WHAT IS EXPECTED:
Pick up the passage on the gaucho below after its final sentence and keep writing it.

READING TEXT:
In South America there is a local variant on the cowboy theme, namely the gaucho- the cowboy of the pampas. The image of the gaucho is central to Argentine national identity. He is seen as a tough upholder of traditional values, facing adversity in an inhospitable environment.
The seminal work of the gaucho genre is Martín Fierro ,an epic poem by the Argentine writer José Hernández. Originally published in two parts, El Gaucho Martín Fierro (1872) and La Vuelta de Martín Fierro (1879)it is a protest against the Europeanizing and modernizing tendencies of president Domingo Faustino Sarmiento and the urbanization of society . The poem also acknowledges the role of the gauchos in the development of Argentina and it’s independence from Spain.
Written in rural language evocative of earlier folk ballads,Martín Fierro holds a position of unparalleled esteem in Argentina’s heritage and has been much analyzed by later writers including Jorge Luis Borges, who made reference to gaucho culture in a number of his stories.

The gaucho resided outside the region’s growing urban centers and farming settlements. He developed a strong sense of identity and code of conduct, traveling when and where he wanted. He willingly shared his food and lodgings with fellow travelers. When not working, he spent his time drinking maté or alcohol, card playing, and fighting.

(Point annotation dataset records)
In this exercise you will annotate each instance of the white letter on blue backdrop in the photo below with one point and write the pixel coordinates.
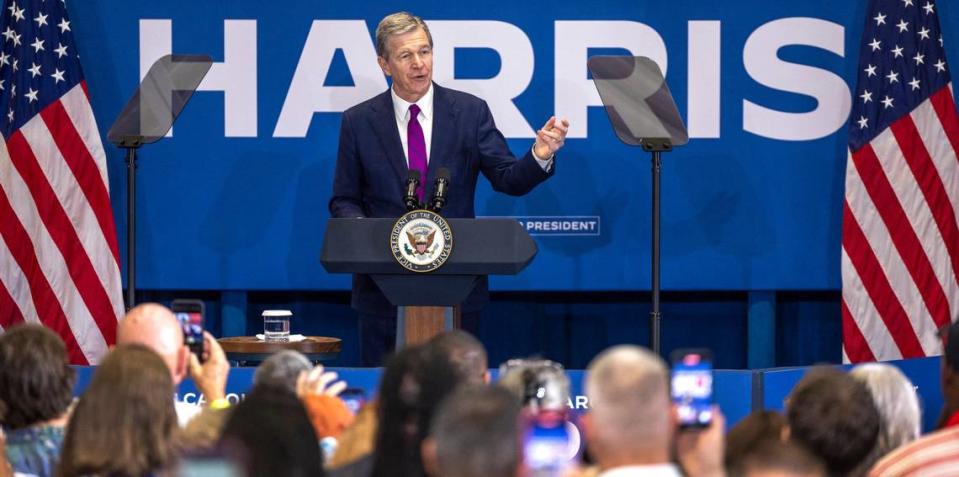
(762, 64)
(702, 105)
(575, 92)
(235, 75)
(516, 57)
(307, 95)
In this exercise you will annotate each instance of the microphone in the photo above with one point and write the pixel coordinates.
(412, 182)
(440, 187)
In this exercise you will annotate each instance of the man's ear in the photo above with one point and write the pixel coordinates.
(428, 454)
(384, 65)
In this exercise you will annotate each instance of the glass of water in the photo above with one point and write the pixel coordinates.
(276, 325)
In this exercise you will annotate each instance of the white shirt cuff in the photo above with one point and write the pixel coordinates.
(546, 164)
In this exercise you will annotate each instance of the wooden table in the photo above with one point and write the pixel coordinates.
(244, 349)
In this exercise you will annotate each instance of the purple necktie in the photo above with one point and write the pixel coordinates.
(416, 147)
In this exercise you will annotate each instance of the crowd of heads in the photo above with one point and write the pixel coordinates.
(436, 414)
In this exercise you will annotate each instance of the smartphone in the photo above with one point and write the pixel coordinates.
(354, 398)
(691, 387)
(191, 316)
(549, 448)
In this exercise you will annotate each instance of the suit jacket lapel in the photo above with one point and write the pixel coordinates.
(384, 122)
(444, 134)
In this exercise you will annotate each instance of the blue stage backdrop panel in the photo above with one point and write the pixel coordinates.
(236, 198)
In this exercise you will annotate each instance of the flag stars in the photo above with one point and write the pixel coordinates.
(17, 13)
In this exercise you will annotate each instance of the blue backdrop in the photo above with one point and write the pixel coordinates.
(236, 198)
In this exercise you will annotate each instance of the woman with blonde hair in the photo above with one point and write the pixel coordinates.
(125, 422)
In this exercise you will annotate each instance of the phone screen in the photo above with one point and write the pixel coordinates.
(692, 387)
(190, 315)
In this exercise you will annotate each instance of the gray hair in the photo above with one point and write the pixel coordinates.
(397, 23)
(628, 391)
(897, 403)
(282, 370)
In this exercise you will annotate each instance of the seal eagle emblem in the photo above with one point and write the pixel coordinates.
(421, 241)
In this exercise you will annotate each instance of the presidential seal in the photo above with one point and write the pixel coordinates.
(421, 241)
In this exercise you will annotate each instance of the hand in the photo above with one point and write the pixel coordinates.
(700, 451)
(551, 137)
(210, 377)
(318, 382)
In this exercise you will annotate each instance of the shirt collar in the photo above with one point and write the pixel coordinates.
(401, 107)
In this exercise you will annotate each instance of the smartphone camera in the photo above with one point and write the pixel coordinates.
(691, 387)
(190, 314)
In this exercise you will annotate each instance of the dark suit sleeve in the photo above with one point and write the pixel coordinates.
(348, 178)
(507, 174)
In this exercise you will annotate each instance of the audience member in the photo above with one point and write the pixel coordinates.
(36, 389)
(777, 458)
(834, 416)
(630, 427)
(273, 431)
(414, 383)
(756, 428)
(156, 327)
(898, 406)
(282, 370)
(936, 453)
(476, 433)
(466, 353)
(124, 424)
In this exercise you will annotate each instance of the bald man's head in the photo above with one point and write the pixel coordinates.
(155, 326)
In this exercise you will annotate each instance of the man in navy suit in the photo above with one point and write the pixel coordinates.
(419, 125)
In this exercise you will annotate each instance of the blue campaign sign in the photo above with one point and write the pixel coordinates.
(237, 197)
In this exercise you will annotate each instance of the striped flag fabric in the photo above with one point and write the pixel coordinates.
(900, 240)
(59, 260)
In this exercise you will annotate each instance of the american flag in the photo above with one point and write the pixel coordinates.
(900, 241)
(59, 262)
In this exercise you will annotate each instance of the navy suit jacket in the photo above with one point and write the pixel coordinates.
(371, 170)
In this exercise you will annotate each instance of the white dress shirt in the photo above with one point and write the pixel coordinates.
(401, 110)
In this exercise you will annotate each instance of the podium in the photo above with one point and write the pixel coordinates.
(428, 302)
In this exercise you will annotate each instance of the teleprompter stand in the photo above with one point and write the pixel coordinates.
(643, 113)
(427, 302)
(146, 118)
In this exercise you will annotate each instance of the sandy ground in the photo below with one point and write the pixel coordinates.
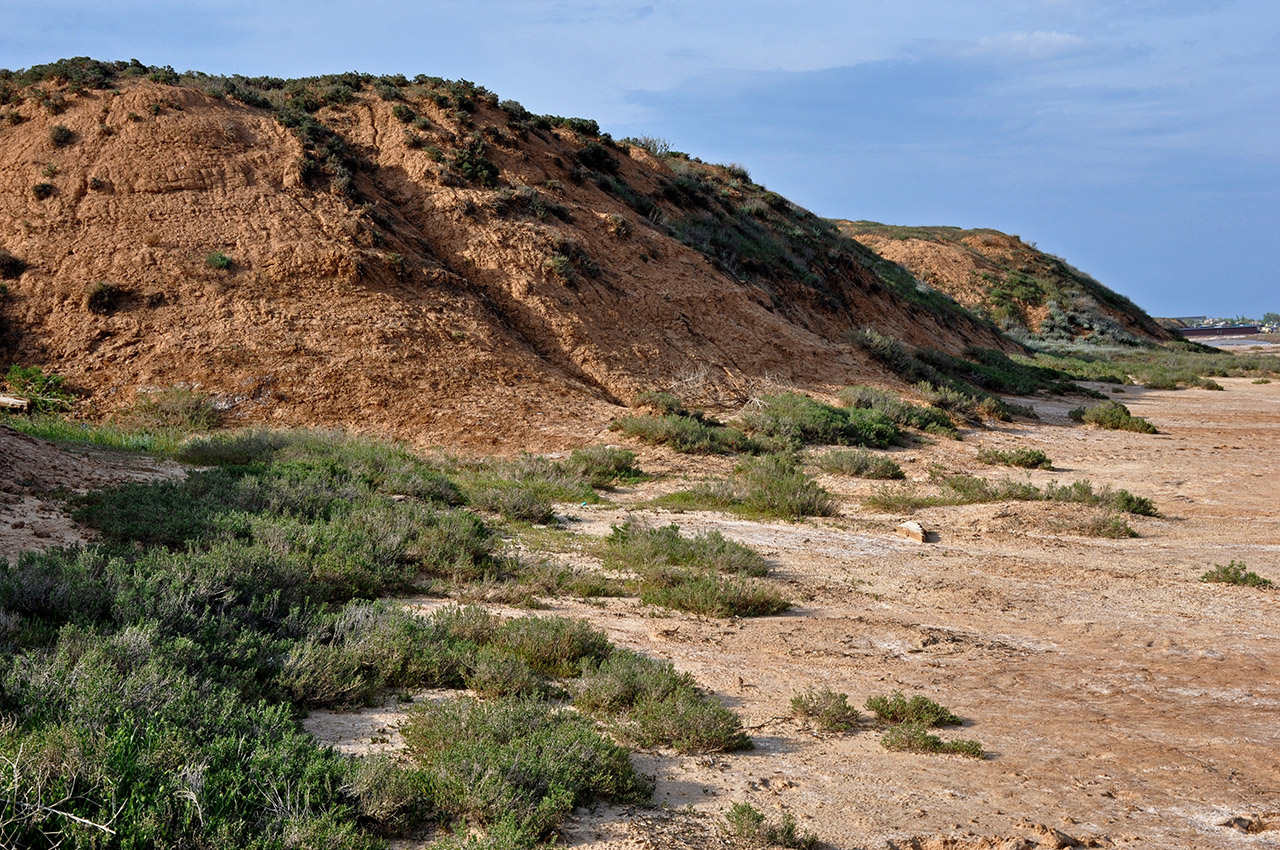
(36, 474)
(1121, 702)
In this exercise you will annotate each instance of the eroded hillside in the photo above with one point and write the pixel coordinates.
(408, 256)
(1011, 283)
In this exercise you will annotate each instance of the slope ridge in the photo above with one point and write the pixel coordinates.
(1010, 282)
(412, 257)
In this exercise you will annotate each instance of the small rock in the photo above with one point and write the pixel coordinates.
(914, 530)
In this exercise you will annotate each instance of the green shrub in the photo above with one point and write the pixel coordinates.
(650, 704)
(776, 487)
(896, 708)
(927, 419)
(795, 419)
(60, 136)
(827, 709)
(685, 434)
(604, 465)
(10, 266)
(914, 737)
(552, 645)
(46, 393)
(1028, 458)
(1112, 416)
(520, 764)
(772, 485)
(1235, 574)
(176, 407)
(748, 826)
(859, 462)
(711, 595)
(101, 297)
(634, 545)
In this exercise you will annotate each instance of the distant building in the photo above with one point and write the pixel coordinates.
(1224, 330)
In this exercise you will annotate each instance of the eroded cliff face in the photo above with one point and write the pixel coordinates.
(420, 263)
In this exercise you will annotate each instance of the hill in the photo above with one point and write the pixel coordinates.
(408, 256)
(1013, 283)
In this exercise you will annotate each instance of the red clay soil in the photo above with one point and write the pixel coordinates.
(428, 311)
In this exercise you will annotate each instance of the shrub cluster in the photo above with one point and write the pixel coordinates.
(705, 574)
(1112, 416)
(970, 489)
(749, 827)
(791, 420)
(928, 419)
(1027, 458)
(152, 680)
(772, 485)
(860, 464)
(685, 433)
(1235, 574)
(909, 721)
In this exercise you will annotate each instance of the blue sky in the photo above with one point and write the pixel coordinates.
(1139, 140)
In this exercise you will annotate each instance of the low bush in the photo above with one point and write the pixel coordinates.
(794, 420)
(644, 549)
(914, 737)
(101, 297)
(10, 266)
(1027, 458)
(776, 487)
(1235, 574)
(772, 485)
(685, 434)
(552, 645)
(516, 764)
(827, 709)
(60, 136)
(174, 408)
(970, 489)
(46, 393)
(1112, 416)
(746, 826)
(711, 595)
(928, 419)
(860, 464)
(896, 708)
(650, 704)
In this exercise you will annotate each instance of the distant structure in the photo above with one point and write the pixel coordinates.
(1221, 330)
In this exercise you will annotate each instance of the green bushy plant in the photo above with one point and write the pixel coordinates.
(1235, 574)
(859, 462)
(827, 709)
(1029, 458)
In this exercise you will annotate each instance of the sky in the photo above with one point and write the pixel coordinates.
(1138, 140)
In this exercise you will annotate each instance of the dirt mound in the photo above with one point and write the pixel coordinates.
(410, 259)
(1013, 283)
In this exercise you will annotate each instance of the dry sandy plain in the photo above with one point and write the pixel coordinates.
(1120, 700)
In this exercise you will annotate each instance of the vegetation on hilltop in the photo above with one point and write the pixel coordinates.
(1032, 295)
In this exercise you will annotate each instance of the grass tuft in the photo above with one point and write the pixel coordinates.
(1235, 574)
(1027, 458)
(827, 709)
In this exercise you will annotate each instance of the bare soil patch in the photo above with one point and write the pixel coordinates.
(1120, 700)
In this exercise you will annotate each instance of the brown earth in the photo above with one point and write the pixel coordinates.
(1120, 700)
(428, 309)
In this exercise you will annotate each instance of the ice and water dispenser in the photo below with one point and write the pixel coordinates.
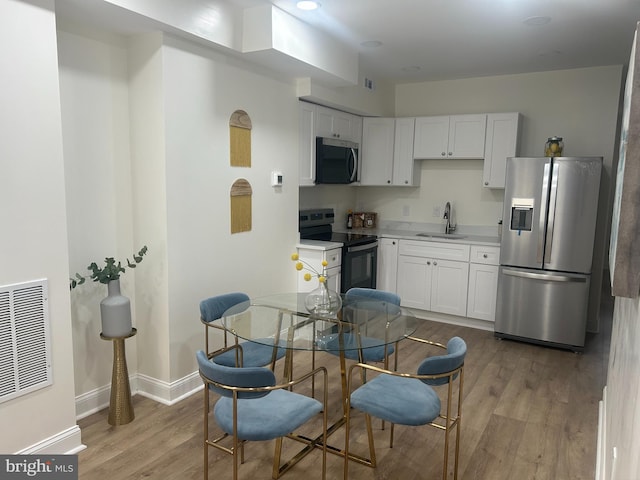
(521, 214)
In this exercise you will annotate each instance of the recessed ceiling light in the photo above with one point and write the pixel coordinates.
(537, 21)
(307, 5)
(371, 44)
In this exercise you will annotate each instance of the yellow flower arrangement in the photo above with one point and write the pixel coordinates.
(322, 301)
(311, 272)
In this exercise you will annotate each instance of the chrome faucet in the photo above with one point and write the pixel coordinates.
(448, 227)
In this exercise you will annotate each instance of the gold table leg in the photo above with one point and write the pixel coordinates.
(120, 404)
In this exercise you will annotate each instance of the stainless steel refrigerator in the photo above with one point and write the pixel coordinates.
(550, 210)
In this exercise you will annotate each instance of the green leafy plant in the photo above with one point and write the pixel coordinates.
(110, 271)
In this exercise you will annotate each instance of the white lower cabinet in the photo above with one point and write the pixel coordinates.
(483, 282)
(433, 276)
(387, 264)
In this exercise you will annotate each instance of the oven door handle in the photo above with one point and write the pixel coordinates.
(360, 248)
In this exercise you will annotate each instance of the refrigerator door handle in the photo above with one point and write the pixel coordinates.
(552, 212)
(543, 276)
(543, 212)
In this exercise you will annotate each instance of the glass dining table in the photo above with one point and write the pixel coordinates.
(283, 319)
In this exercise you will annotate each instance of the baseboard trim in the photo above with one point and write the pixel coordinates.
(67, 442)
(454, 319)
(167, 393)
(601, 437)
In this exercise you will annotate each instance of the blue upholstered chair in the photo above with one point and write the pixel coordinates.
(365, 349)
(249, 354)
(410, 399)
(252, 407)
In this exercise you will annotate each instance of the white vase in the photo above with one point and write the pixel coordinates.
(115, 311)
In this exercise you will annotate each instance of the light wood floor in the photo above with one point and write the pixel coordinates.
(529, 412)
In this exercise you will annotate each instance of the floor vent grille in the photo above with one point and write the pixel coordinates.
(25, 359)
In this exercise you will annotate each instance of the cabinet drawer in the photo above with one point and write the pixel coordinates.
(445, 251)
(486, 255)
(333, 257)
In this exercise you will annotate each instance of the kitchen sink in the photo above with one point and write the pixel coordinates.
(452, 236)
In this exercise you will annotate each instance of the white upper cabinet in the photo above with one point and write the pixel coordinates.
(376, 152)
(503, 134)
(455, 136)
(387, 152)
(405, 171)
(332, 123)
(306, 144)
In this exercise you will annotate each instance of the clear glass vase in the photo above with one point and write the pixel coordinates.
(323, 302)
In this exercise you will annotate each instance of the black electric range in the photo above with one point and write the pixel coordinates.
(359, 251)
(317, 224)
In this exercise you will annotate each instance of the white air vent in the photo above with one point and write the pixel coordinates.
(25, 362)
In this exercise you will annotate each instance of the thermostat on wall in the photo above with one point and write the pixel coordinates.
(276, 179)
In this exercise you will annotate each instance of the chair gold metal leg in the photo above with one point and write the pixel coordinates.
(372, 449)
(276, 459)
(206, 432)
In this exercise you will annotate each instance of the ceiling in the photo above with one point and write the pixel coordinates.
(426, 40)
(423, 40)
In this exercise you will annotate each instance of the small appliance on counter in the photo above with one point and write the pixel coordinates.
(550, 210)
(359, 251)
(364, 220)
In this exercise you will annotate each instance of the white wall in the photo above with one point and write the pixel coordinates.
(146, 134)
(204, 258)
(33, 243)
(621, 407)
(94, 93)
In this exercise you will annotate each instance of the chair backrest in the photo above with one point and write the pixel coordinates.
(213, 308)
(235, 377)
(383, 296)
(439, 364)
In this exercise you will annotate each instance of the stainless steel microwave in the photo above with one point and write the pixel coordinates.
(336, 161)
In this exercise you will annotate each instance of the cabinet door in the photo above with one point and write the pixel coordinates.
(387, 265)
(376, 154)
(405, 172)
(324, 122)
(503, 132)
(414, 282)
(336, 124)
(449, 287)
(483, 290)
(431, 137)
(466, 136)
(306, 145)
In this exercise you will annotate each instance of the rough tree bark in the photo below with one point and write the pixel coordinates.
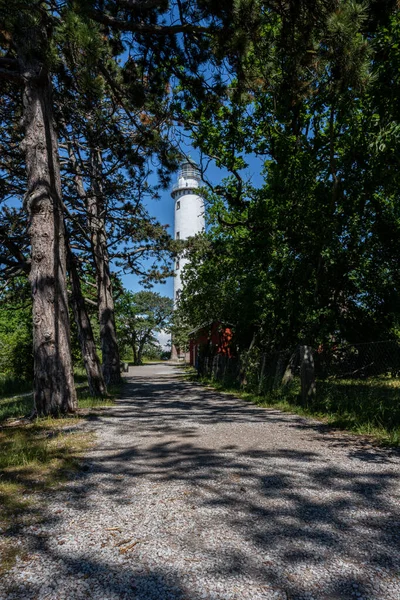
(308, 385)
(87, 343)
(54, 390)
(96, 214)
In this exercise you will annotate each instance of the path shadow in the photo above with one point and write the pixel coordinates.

TASK RESPONSE:
The gaucho was the ideal soldier during the wars of independence and the civil wars that followed. This skilled rider could survive off the land, knew the terrain intimately, and was a brave warrior.
The gaucho has come to mean many things to Latin America. He is the romantic image of the past, representing freedom from colonial control and from the urban encumbrances that have come to define the Latin American experience. He could live off of the land with no need for civilization, only his horse, knife and lasso. Not unlike the American cowboy, the gaucho has become idealized and the stuff of myth. No one did so much to create that myth than José Hernandez with his poem Martin Fierro , one of the finest and best-known pieces of Latin American literature.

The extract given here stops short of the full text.